• Task to complete
State how many lines in the items below contain the word "gravel". Give only the number.

• Data lines

>>>>>

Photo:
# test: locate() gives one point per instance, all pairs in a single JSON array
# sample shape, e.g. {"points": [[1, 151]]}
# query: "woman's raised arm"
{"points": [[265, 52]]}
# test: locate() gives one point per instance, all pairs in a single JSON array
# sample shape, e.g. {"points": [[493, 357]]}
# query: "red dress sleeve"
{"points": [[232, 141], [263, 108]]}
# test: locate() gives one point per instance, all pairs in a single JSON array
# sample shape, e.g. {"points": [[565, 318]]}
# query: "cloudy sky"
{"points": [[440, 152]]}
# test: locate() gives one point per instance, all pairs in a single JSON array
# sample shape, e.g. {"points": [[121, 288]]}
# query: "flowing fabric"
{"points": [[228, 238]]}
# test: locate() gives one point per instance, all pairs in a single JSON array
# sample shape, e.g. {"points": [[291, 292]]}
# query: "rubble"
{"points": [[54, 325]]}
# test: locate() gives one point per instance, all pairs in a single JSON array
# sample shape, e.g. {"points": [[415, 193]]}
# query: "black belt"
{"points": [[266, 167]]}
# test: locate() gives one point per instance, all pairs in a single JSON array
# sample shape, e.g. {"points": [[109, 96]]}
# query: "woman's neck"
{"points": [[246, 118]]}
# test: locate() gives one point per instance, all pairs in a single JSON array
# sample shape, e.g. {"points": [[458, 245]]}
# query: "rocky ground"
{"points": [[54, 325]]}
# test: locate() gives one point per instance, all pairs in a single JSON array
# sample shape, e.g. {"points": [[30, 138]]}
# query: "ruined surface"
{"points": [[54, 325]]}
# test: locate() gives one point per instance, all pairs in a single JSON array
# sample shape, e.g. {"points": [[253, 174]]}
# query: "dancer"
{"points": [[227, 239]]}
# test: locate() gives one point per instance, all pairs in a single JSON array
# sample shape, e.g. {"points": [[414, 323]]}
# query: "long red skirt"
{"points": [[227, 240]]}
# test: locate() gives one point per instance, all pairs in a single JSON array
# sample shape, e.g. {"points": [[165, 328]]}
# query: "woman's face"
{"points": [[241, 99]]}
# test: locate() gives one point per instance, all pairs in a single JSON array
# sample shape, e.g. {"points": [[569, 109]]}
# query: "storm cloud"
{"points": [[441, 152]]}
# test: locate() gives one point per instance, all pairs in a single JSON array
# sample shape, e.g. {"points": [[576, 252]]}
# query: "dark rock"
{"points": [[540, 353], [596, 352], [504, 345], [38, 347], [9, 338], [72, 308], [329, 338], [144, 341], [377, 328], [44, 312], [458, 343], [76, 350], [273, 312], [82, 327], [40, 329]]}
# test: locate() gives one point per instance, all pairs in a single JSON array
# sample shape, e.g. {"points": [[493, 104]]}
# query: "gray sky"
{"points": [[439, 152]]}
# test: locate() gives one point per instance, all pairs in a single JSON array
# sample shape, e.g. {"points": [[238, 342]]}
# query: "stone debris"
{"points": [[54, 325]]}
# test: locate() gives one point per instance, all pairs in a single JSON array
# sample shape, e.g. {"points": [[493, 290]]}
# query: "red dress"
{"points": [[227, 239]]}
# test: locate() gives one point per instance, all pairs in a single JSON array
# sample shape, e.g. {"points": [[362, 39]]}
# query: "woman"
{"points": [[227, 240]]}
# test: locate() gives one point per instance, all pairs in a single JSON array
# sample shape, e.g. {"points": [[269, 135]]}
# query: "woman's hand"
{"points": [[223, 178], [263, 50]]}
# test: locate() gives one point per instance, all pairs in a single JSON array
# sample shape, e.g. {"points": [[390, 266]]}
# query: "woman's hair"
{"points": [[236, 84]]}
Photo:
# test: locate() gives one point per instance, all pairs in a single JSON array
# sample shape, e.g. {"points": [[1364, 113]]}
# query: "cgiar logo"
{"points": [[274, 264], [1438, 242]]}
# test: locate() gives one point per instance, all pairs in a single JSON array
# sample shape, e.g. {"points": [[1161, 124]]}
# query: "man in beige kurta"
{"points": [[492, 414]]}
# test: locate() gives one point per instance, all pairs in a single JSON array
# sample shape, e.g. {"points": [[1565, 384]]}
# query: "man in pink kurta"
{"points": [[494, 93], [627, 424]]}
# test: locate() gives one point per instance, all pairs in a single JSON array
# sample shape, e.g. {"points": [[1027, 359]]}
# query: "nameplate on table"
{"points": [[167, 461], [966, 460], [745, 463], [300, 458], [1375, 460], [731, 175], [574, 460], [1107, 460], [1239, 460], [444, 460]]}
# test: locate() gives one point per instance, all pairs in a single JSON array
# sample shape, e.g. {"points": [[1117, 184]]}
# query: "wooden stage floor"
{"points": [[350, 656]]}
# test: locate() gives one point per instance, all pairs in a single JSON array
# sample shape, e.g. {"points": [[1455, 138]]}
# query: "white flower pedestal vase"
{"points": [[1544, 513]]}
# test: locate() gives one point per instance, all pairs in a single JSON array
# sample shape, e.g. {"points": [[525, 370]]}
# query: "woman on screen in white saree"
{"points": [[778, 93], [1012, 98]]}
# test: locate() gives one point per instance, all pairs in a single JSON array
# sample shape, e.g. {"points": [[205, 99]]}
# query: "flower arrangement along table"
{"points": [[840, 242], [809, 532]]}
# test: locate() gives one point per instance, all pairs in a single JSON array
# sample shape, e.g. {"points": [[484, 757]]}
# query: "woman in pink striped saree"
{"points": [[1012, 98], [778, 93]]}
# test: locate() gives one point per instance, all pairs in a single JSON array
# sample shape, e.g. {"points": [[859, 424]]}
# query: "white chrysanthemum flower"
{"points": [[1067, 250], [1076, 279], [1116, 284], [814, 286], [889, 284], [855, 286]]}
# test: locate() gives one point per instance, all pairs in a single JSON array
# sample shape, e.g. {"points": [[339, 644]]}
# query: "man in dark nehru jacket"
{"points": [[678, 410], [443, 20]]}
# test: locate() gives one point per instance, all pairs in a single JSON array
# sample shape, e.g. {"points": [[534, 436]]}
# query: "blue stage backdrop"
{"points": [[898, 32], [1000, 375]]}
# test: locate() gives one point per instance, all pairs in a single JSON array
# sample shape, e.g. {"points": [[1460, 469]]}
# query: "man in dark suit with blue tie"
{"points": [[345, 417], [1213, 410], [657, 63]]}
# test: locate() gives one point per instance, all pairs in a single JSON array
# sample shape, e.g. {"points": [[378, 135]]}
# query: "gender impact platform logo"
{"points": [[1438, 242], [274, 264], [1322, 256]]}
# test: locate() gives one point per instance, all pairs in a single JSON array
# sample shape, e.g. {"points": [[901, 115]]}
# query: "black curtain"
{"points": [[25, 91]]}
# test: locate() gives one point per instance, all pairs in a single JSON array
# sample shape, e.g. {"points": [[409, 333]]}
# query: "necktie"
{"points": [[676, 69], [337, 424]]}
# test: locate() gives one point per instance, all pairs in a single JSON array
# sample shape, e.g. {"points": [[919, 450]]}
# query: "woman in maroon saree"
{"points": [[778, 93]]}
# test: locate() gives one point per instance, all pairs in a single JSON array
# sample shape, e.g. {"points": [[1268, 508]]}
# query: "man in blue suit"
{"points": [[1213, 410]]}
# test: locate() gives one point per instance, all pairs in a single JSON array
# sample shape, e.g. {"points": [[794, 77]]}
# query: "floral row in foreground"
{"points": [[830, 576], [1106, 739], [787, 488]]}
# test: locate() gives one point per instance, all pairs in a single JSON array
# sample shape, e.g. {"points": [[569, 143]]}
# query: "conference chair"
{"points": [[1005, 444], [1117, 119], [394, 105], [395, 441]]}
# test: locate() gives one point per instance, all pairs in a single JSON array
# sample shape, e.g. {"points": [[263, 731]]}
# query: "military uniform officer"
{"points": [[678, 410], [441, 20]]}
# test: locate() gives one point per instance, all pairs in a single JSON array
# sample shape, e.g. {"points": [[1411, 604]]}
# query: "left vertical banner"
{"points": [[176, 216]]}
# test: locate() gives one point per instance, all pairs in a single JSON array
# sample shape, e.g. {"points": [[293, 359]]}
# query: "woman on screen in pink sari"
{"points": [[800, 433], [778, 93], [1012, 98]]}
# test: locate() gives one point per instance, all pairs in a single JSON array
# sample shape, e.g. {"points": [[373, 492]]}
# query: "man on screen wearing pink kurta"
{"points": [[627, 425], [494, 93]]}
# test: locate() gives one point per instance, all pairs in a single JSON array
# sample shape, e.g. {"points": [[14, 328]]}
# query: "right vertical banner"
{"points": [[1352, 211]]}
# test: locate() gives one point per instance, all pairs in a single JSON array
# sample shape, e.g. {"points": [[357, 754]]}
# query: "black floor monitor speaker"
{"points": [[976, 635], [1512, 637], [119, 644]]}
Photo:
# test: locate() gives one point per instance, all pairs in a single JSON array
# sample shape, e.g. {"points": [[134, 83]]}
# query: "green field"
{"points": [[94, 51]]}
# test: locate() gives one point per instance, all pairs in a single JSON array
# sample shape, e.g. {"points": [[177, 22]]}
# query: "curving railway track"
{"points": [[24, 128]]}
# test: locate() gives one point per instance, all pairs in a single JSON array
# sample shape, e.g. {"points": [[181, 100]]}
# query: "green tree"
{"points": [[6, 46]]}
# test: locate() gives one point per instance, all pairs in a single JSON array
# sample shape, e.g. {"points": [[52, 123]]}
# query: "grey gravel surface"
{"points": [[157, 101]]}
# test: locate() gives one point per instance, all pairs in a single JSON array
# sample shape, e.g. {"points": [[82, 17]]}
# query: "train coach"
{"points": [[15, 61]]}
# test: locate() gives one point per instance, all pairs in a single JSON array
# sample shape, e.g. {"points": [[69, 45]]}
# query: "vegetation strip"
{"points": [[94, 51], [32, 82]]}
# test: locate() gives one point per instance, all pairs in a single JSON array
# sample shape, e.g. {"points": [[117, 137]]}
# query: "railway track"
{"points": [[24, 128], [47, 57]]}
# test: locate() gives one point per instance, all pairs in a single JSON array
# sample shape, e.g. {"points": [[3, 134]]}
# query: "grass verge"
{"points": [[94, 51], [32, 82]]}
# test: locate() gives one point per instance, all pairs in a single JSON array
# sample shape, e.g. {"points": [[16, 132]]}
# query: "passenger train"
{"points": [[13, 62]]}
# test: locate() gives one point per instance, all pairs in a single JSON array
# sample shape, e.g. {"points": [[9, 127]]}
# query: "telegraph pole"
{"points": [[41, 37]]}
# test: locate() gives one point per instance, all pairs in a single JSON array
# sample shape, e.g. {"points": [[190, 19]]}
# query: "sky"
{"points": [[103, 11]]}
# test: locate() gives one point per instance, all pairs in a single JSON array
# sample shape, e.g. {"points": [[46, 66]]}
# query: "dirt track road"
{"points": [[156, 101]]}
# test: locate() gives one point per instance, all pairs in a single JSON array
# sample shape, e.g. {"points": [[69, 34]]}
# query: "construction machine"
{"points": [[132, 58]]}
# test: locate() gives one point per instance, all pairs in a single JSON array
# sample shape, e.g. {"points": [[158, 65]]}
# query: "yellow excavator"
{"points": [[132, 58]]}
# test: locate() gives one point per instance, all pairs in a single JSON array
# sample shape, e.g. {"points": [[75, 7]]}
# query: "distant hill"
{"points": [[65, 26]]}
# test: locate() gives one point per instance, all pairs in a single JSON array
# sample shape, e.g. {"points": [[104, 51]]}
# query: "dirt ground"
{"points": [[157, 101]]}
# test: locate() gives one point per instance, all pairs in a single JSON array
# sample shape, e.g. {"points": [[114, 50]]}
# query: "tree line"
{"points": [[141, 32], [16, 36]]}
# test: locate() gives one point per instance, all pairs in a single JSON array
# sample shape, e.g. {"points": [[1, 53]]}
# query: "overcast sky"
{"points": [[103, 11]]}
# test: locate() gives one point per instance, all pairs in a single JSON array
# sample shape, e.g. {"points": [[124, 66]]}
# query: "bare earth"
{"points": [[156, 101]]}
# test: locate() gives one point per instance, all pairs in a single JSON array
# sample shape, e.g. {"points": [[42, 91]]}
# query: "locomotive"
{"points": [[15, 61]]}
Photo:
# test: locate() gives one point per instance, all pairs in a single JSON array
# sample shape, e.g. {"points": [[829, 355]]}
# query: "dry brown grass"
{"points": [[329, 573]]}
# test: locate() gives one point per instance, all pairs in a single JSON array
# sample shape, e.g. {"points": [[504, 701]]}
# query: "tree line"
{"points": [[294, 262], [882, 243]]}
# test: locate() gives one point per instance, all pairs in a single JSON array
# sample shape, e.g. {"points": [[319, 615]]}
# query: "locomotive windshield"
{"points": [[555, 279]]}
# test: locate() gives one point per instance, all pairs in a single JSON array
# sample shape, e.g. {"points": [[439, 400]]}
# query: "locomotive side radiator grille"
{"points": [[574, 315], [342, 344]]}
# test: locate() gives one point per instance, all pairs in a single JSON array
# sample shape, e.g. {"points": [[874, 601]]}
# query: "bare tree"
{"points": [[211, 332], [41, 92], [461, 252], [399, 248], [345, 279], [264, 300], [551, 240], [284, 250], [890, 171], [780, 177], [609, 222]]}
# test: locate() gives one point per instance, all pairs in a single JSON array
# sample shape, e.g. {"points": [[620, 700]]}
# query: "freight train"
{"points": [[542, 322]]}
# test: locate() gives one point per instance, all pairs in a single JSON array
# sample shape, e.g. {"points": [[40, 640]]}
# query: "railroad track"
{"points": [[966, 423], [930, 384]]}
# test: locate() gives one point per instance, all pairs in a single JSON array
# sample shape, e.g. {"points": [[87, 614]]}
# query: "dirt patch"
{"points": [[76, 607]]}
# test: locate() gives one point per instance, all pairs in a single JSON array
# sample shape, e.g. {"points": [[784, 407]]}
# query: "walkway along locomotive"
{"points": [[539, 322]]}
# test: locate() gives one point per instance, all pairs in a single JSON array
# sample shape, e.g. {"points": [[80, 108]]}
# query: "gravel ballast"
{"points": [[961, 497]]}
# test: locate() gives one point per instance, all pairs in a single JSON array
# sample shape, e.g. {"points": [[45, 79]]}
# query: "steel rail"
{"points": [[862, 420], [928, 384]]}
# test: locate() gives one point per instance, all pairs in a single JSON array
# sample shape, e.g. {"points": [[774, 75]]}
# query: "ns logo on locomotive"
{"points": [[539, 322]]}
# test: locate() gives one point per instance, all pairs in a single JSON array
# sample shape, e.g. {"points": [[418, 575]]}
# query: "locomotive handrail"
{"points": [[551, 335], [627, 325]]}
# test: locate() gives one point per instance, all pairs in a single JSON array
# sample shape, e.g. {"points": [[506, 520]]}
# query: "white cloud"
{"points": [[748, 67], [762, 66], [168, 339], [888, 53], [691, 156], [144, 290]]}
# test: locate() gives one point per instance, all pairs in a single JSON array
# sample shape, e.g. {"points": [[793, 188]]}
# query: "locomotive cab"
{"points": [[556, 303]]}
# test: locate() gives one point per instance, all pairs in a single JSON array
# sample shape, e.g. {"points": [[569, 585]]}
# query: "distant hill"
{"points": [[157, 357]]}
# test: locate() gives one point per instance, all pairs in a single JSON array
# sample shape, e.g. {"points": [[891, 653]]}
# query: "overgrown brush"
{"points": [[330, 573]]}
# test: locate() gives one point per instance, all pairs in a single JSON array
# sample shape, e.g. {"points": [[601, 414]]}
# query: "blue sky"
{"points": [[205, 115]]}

<<<<<

• Task answer
2